Stored records:
= = = = =

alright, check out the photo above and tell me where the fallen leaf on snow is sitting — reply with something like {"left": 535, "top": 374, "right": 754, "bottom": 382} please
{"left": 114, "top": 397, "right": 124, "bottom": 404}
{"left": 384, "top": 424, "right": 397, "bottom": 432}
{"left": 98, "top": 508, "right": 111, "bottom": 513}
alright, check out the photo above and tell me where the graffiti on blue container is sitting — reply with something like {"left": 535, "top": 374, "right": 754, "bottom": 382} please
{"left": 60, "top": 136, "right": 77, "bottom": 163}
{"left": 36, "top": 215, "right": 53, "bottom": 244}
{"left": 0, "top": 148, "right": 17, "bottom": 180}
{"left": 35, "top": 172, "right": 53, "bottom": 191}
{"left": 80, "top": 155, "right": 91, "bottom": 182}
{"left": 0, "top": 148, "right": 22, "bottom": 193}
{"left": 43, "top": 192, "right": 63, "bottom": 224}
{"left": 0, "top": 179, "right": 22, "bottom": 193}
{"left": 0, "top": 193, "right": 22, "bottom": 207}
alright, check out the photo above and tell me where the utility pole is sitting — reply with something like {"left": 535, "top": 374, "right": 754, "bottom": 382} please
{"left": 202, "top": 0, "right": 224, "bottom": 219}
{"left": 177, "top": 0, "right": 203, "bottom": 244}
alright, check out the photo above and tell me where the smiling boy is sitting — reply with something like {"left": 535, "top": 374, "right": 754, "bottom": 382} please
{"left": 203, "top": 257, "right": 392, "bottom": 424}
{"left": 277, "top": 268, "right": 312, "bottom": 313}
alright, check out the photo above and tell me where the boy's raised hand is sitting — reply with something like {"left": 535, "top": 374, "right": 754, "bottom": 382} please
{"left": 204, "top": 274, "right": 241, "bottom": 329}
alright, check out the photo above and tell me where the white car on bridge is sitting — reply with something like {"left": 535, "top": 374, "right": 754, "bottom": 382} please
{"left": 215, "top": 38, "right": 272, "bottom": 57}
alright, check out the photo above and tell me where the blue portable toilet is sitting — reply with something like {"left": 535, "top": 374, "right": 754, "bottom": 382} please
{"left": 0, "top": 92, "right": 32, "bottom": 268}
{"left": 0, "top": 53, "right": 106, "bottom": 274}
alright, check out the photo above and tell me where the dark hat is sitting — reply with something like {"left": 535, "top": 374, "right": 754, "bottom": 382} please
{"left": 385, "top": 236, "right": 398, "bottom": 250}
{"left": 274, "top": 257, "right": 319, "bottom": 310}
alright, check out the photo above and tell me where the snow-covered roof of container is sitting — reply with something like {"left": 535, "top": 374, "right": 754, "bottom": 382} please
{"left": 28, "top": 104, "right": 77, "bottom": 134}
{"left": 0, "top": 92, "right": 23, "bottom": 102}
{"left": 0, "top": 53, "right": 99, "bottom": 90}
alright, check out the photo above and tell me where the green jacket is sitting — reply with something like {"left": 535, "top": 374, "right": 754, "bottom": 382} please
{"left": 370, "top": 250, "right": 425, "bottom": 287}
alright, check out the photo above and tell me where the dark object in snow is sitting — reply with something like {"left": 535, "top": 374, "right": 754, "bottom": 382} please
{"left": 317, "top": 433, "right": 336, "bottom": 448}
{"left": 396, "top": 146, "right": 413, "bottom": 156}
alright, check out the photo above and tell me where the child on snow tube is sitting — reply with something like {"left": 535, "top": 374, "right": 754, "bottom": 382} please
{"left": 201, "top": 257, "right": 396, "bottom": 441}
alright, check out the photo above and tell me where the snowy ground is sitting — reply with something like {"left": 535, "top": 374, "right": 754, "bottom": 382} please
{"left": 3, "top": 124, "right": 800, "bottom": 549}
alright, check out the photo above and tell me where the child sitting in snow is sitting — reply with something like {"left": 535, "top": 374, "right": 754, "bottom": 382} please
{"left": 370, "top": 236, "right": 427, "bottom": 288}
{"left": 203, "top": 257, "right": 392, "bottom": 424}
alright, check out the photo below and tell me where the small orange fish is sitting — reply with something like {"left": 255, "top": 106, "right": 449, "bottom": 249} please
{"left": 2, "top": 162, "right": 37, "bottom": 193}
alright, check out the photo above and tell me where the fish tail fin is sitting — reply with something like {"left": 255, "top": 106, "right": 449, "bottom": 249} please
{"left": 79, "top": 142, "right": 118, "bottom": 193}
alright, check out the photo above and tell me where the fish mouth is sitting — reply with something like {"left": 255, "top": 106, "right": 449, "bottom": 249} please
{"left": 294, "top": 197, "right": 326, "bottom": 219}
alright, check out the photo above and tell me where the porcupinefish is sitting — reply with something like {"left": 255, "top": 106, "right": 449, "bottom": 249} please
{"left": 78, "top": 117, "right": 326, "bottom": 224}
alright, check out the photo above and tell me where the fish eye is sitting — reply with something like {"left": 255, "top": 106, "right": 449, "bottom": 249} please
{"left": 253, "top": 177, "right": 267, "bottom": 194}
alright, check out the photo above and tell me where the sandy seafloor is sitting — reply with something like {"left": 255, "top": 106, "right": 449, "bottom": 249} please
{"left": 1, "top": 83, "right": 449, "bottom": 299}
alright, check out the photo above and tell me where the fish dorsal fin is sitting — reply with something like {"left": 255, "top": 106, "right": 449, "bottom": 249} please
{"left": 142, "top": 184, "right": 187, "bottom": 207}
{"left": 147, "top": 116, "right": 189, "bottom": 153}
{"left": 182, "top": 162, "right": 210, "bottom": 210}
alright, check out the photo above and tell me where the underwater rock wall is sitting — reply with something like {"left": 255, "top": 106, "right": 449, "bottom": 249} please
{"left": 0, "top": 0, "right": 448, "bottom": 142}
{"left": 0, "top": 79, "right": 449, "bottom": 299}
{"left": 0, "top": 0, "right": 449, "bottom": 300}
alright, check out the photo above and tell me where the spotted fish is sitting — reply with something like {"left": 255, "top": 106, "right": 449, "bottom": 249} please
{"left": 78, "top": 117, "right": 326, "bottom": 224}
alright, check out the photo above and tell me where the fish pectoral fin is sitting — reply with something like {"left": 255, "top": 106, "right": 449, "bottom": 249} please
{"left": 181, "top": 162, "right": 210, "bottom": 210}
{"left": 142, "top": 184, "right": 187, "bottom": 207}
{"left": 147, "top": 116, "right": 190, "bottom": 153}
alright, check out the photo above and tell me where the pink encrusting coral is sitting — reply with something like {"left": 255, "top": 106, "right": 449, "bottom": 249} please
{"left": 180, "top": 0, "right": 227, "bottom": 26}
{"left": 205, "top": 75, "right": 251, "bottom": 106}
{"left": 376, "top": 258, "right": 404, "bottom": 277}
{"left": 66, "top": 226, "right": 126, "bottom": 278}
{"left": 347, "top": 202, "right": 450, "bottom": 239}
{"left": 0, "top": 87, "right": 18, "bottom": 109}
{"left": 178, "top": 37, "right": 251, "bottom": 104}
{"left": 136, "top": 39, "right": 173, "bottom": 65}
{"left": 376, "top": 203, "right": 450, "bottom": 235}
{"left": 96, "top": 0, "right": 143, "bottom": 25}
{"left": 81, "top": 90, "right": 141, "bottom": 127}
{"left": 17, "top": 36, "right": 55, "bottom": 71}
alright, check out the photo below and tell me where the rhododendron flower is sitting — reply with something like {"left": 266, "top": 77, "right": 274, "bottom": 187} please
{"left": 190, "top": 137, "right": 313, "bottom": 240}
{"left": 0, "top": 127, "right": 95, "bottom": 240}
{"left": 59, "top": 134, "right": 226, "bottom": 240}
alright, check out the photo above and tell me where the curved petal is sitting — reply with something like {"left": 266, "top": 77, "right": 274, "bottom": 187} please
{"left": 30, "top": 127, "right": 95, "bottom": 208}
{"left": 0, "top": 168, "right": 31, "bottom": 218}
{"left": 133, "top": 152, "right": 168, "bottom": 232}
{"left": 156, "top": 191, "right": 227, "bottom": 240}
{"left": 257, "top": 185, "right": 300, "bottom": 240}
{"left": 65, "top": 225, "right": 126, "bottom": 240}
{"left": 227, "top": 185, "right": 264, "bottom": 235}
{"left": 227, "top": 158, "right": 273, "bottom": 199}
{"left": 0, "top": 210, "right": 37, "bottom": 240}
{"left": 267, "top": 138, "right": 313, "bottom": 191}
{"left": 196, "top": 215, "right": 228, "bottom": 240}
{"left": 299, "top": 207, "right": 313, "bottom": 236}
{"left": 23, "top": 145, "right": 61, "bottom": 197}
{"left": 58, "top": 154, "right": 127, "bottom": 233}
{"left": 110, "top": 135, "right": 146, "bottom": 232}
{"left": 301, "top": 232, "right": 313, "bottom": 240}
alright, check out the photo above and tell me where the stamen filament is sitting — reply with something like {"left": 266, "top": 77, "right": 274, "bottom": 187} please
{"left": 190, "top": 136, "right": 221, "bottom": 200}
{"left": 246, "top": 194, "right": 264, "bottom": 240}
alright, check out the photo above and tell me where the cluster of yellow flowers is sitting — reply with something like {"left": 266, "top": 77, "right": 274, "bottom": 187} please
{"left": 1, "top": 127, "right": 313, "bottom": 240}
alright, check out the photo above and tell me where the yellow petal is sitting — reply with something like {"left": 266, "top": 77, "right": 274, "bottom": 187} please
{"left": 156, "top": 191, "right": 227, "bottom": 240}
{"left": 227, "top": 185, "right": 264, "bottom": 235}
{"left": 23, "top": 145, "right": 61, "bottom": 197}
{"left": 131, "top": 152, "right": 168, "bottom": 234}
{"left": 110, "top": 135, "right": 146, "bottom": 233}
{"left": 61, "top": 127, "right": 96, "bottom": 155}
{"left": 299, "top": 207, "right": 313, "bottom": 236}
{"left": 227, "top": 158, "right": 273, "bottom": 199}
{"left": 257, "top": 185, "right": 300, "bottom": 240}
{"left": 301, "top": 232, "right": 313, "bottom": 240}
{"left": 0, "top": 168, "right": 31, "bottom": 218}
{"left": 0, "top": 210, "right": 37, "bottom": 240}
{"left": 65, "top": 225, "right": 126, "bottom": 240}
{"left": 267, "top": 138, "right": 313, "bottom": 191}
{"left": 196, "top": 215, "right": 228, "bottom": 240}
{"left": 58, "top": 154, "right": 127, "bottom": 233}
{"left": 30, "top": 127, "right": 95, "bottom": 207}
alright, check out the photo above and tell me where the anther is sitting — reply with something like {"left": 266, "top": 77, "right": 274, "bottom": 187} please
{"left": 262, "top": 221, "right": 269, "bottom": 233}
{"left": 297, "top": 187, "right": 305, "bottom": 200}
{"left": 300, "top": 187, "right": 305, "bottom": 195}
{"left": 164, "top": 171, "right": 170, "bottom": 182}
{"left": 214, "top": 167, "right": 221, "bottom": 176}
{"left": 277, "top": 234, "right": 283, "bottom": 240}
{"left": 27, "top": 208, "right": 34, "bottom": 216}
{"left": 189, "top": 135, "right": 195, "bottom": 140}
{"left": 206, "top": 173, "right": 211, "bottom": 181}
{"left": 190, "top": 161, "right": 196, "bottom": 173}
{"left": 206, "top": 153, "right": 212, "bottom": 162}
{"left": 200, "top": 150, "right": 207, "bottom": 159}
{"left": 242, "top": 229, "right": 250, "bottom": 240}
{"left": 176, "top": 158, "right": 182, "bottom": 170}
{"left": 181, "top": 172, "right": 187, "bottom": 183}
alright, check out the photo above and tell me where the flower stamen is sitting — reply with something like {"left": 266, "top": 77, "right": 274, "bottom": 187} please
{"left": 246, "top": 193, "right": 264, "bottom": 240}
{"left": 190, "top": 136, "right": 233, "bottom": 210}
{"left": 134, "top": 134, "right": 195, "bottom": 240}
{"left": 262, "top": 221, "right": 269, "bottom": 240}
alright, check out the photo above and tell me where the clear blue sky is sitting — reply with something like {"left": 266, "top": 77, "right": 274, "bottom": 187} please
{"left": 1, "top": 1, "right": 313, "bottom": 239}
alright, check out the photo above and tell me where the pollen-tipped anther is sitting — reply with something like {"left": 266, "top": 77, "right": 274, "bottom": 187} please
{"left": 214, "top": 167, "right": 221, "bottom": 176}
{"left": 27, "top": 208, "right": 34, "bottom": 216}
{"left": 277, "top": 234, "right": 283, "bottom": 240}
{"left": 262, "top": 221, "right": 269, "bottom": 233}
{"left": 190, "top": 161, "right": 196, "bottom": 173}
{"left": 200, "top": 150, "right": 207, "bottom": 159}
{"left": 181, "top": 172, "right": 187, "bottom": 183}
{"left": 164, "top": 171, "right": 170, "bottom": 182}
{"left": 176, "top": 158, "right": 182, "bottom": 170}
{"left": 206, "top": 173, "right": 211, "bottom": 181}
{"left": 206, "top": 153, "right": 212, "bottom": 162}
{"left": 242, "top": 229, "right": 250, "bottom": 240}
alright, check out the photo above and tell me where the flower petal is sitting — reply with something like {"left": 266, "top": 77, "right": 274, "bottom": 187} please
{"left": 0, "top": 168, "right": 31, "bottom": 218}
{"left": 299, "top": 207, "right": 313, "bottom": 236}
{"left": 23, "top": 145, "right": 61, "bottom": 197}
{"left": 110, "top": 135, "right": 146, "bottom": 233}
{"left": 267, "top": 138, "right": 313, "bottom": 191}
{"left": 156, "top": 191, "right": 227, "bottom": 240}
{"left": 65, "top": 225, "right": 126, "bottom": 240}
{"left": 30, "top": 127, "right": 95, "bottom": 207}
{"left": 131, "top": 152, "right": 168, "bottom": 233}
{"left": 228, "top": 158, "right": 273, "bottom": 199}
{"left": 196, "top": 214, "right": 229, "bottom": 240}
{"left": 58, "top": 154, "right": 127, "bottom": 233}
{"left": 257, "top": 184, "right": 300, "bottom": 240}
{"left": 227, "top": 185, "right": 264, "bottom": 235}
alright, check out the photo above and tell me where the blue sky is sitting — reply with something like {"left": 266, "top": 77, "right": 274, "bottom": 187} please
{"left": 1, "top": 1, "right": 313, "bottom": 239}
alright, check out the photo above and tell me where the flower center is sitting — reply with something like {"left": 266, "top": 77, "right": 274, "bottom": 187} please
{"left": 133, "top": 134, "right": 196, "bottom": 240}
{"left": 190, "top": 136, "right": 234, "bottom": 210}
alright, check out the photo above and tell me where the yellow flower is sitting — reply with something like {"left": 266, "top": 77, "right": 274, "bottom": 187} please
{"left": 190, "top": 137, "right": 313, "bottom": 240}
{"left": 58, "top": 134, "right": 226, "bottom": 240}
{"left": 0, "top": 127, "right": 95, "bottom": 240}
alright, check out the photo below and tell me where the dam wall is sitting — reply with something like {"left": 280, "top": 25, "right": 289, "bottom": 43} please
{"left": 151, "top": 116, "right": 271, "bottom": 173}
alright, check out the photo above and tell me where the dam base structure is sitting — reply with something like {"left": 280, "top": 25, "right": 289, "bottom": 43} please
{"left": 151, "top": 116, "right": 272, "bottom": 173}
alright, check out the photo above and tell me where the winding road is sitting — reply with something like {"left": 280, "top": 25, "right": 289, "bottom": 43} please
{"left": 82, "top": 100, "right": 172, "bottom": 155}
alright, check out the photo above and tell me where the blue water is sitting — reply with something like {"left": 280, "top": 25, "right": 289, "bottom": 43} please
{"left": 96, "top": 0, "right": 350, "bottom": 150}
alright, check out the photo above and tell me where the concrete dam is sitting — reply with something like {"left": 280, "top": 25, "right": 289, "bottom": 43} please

= = = = =

WHAT THE EXERCISE ASKS —
Could you output the lines above, exactly as written, from the one containing "the blue sky" through the last, with both ends included and no others?

ANSWER TO THIS TASK —
alright, check out the photo above and tell me where the blue sky is sitting — reply with something like {"left": 266, "top": 77, "right": 274, "bottom": 187} please
{"left": 1, "top": 1, "right": 313, "bottom": 239}
alright, check out the photo above and tell me where the flower center is sitting — reply with something like {"left": 266, "top": 77, "right": 274, "bottom": 187} please
{"left": 133, "top": 134, "right": 196, "bottom": 240}
{"left": 190, "top": 136, "right": 234, "bottom": 210}
alright, check out the photo above and tell me where the yellow flower is sitting — reply with something like {"left": 266, "top": 77, "right": 274, "bottom": 187} please
{"left": 190, "top": 137, "right": 313, "bottom": 240}
{"left": 58, "top": 134, "right": 226, "bottom": 240}
{"left": 0, "top": 127, "right": 95, "bottom": 240}
alright, check out the photo below and tell me where the dam wall is sitting — reply with something like {"left": 280, "top": 25, "right": 289, "bottom": 43} please
{"left": 151, "top": 116, "right": 271, "bottom": 173}
alright, check out the photo above and tell me where the dam base structure is sitting — reply with something like {"left": 280, "top": 25, "right": 289, "bottom": 43} please
{"left": 151, "top": 116, "right": 272, "bottom": 173}
alright, check out the photo above and tell me where the winding road is sitting — reply with something like {"left": 280, "top": 25, "right": 289, "bottom": 43} please
{"left": 82, "top": 100, "right": 172, "bottom": 155}
alright, check out the photo above and tell me where the blue water is sitting — reply with something like {"left": 280, "top": 25, "right": 289, "bottom": 43} please
{"left": 96, "top": 0, "right": 350, "bottom": 150}
alright, check out the photo above and tell me where the concrete dam is sitting — reply with something like {"left": 280, "top": 25, "right": 289, "bottom": 43} please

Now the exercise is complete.